What to produce
Count the lines in the material below that contain the string "wheel", treating uppercase and lowercase letters as distinct, and reply with only that number.

[Source data]
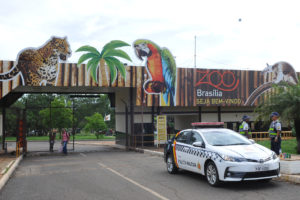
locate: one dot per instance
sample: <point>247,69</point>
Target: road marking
<point>134,182</point>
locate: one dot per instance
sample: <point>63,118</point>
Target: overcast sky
<point>268,32</point>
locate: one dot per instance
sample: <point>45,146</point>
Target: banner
<point>161,129</point>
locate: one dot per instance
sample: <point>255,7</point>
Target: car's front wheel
<point>211,173</point>
<point>171,166</point>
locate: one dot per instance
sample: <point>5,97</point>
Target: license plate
<point>262,168</point>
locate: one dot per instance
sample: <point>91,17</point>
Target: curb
<point>8,174</point>
<point>149,152</point>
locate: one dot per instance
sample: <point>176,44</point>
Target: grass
<point>77,137</point>
<point>287,146</point>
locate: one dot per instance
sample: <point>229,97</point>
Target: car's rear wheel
<point>171,166</point>
<point>211,173</point>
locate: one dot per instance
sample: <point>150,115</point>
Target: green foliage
<point>285,100</point>
<point>59,115</point>
<point>287,146</point>
<point>39,123</point>
<point>108,54</point>
<point>95,123</point>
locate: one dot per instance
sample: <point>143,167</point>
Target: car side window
<point>183,137</point>
<point>195,138</point>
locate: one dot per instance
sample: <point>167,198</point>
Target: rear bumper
<point>230,171</point>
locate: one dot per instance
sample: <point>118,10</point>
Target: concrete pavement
<point>94,146</point>
<point>117,174</point>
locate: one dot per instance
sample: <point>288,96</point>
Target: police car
<point>220,154</point>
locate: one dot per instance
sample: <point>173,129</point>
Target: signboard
<point>161,129</point>
<point>159,83</point>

Solution to this problem
2